__SOURCE MATERIAL__:

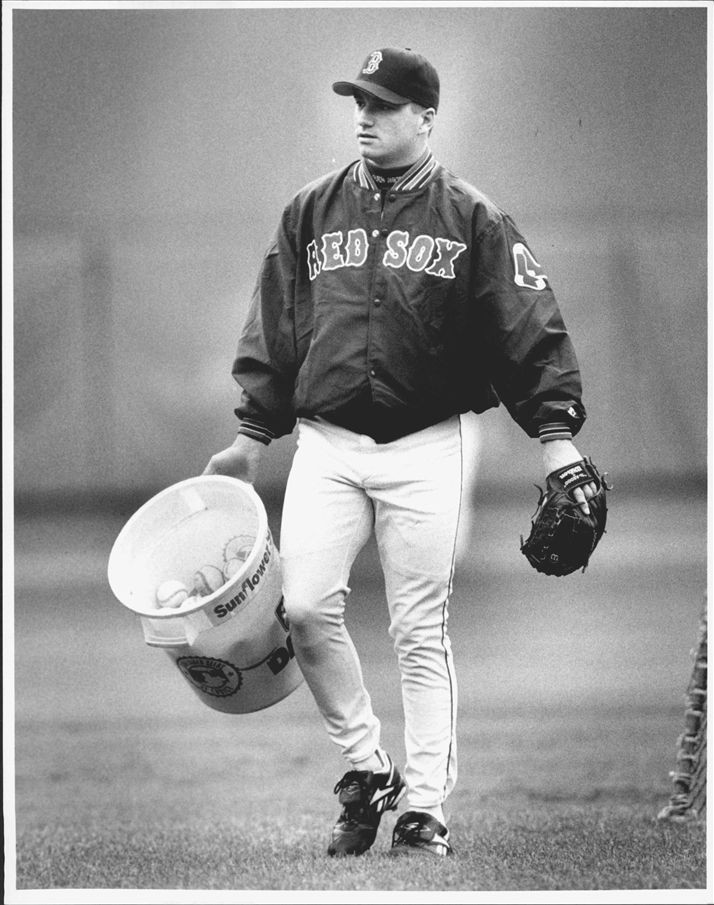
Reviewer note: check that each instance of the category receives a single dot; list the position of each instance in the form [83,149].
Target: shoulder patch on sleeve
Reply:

...

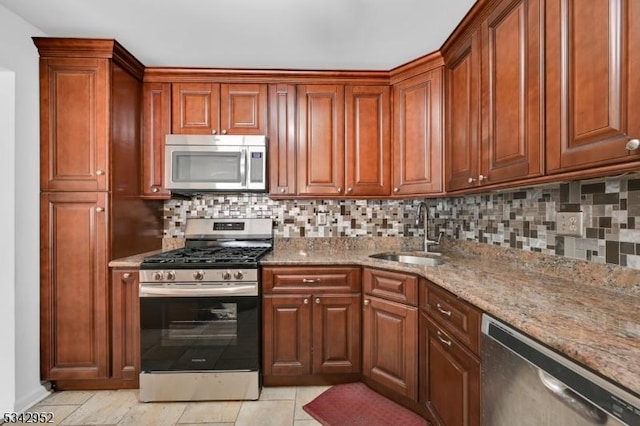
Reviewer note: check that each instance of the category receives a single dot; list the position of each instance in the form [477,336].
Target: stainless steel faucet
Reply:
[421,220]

__THE PROBLEM__: Locate each row that contains the string "Reviewer", matching case, and copy those rows in full.

__RESULT__:
Reviewer note: check that each instance of the category receives a single dot; list the position of each instance in the form [83,149].
Reviewer note: check that each instance of the category receives a single dot; list the position of each instance in the form [477,336].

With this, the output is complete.